START Supplied information

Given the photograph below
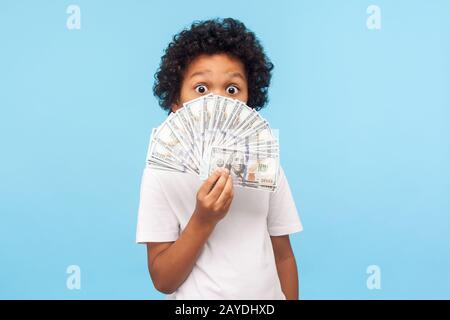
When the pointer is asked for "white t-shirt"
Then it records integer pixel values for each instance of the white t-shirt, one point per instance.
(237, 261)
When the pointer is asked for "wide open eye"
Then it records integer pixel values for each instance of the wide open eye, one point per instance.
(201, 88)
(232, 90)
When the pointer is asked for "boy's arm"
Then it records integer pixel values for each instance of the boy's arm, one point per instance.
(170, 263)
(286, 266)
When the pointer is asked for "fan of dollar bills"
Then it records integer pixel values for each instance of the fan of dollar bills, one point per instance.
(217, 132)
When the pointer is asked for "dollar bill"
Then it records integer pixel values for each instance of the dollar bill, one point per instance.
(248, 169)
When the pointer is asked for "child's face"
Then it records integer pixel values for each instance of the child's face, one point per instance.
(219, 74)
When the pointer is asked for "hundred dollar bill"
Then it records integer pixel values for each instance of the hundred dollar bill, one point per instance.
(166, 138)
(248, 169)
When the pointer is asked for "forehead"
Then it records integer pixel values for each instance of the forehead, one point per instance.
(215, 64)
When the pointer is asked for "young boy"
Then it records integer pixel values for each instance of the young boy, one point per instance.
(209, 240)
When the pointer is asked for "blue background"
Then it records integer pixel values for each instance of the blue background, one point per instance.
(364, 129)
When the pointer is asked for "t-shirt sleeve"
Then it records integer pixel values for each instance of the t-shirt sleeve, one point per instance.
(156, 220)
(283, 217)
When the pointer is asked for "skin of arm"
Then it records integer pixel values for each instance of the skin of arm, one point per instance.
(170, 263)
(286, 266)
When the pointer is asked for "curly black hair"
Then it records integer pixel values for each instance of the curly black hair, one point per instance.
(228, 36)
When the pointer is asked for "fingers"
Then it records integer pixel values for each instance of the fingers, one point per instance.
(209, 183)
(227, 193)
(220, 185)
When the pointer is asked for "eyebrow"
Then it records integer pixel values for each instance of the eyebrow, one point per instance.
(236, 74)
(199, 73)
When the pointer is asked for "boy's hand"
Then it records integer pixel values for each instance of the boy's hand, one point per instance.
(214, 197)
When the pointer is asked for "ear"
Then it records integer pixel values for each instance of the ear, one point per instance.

END Supplied information
START Supplied information

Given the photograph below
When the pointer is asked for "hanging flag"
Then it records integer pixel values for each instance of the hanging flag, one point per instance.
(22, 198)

END Supplied information
START Supplied information

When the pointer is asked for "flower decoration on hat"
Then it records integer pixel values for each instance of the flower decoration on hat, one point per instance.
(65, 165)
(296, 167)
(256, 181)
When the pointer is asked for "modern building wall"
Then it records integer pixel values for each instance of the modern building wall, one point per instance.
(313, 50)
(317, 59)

END Supplied information

** What the task requires **
Copy verbatim, from the listing above, each line from the one containing "hand, one point per instance." down to the one containing "ear, one point per instance.", inclusive.

** Task result **
Then it records integer pixel values for each instance of the boy's hand, one point per instance.
(214, 197)
When the pointer is asked for "ear"
Then it records integer pixel values for each instance of the ear, one point per instance.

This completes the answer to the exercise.